◆ RECORD EXTRACTS:
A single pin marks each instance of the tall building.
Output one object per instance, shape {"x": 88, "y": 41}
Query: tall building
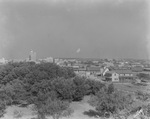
{"x": 32, "y": 56}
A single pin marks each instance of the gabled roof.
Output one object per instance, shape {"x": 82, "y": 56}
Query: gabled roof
{"x": 93, "y": 68}
{"x": 123, "y": 71}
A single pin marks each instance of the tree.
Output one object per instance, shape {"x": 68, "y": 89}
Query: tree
{"x": 64, "y": 87}
{"x": 55, "y": 108}
{"x": 2, "y": 108}
{"x": 110, "y": 103}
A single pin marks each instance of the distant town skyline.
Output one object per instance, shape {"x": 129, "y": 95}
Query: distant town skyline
{"x": 74, "y": 28}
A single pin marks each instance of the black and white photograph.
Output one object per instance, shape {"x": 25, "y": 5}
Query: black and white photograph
{"x": 74, "y": 59}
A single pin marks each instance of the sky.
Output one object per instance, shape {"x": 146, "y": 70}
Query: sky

◆ SET TASK:
Please give every line of the material above as a JSON list of strings, one string per line, with blank lines and the picture left out.

◆ COMPLETE OUTPUT:
[
  "A single pin marks each instance of the tall building.",
  "Output one object per instance, shape {\"x\": 88, \"y\": 41}",
  "Query: tall building",
  "{\"x\": 32, \"y\": 56}",
  "A single pin marks each instance of the gabled roof.",
  "Output one object per instance, shape {\"x\": 82, \"y\": 56}",
  "Query: gabled roof",
  "{\"x\": 93, \"y\": 68}",
  "{\"x\": 123, \"y\": 71}",
  "A single pin marks each instance of the tree.",
  "Output one object per instance, shape {\"x\": 68, \"y\": 89}",
  "Query: tree",
  "{\"x\": 64, \"y\": 87}",
  "{\"x\": 55, \"y\": 108}",
  "{\"x\": 2, \"y\": 108}",
  "{\"x\": 110, \"y\": 103}",
  "A single pin marks each instance of the distant town skyline.",
  "Output one object per instance, shape {\"x\": 129, \"y\": 95}",
  "Query: distant town skyline",
  "{\"x\": 74, \"y\": 28}",
  "A single pin marks each instance of the black and white photograph.",
  "Output one object per instance, shape {\"x\": 25, \"y\": 5}",
  "Query: black and white photograph",
  "{\"x\": 74, \"y\": 59}",
  "A single pin marks each instance of the sky.",
  "Output one object per instance, shape {\"x\": 146, \"y\": 70}",
  "Query: sky"
]